BRIEF » With the pictures left out, every record must be reproduced exactly.

GIVEN RECORDS »

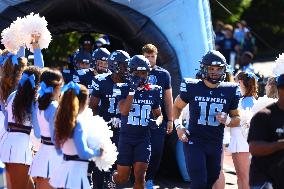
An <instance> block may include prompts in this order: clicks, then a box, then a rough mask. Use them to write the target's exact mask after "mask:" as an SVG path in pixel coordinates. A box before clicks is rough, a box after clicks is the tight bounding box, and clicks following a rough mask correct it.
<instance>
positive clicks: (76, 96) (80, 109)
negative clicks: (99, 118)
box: [54, 84, 89, 148]
mask: <svg viewBox="0 0 284 189" xmlns="http://www.w3.org/2000/svg"><path fill="white" fill-rule="evenodd" d="M79 85H80V84H79ZM88 96H89V92H88V90H87V88H86V87H85V86H83V85H80V92H79V94H78V95H76V93H75V91H74V90H73V89H68V90H67V91H66V92H64V94H63V96H62V97H61V99H60V102H59V106H58V109H57V112H56V116H55V125H54V126H55V145H56V147H58V148H60V147H61V146H62V145H63V143H64V142H65V141H66V140H67V139H68V138H70V137H72V135H73V129H74V128H75V126H76V120H77V116H78V114H79V112H80V111H82V110H83V109H84V108H85V107H86V104H87V102H88Z"/></svg>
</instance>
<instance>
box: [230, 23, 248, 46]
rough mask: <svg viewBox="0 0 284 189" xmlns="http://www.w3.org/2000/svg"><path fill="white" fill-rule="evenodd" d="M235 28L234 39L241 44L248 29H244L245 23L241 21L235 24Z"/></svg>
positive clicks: (243, 39)
mask: <svg viewBox="0 0 284 189" xmlns="http://www.w3.org/2000/svg"><path fill="white" fill-rule="evenodd" d="M236 26H237V27H236V28H235V30H234V38H235V39H236V40H237V41H238V42H239V43H240V44H242V43H243V41H244V39H245V33H246V32H248V31H249V30H248V28H247V27H246V26H247V24H246V21H244V20H242V21H240V22H237V24H236Z"/></svg>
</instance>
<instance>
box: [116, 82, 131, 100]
mask: <svg viewBox="0 0 284 189" xmlns="http://www.w3.org/2000/svg"><path fill="white" fill-rule="evenodd" d="M118 89H120V92H121V93H120V94H119V95H117V96H116V99H117V102H119V101H121V100H123V99H126V97H127V96H128V94H129V91H130V88H129V86H128V85H126V84H125V85H123V86H119V87H118Z"/></svg>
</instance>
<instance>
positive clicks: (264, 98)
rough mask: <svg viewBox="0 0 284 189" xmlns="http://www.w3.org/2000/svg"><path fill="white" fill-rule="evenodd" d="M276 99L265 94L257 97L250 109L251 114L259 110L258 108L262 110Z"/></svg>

COMPLETED EXERCISE »
An <instance> block may include prompts in this order: clicks, then a box, then a rough mask. Use them to write the target's exact mask after "mask:" as an SVG path in pixel coordinates. A box before clicks is rough, a box after clicks is the tight bounding box, and clicks following a rough mask correct it.
<instance>
positive clicks: (76, 96) (80, 109)
negative clicks: (99, 118)
box: [54, 84, 89, 148]
mask: <svg viewBox="0 0 284 189" xmlns="http://www.w3.org/2000/svg"><path fill="white" fill-rule="evenodd" d="M79 85H80V84H79ZM88 96H89V92H88V90H87V88H86V87H85V86H83V85H80V92H79V94H78V95H76V93H75V91H74V90H73V89H68V90H67V91H66V92H64V94H63V96H62V97H61V99H60V102H59V106H58V109H57V112H56V116H55V125H54V126H55V145H56V147H58V148H60V147H61V146H62V145H63V143H64V142H65V141H66V140H67V139H68V138H70V137H72V135H73V129H74V128H75V126H76V120H77V116H78V114H79V112H80V111H82V110H83V109H84V108H85V107H86V104H87V102H88Z"/></svg>
</instance>
<instance>
box: [230, 23, 248, 46]
rough mask: <svg viewBox="0 0 284 189" xmlns="http://www.w3.org/2000/svg"><path fill="white" fill-rule="evenodd" d="M235 28L234 39L241 44L248 29H244L245 23L241 21L235 24Z"/></svg>
positive clicks: (243, 39)
mask: <svg viewBox="0 0 284 189" xmlns="http://www.w3.org/2000/svg"><path fill="white" fill-rule="evenodd" d="M236 26H237V27H236V28H235V30H234V38H235V39H236V40H237V41H238V42H239V43H240V44H242V43H243V41H244V39H245V33H246V32H248V31H249V30H248V28H247V27H246V26H247V24H246V21H244V20H242V21H240V22H237V24H236Z"/></svg>
</instance>
<instance>
box: [116, 82, 131, 100]
mask: <svg viewBox="0 0 284 189" xmlns="http://www.w3.org/2000/svg"><path fill="white" fill-rule="evenodd" d="M118 89H120V92H121V93H120V94H119V95H117V96H116V99H117V102H119V101H121V100H123V99H126V97H127V96H128V94H129V91H130V88H129V86H128V85H126V84H125V85H123V86H119V87H118Z"/></svg>
</instance>
<instance>
positive clicks: (264, 98)
rough mask: <svg viewBox="0 0 284 189" xmlns="http://www.w3.org/2000/svg"><path fill="white" fill-rule="evenodd" d="M276 99L265 94L257 97L250 109L251 114L259 110L258 108L262 110Z"/></svg>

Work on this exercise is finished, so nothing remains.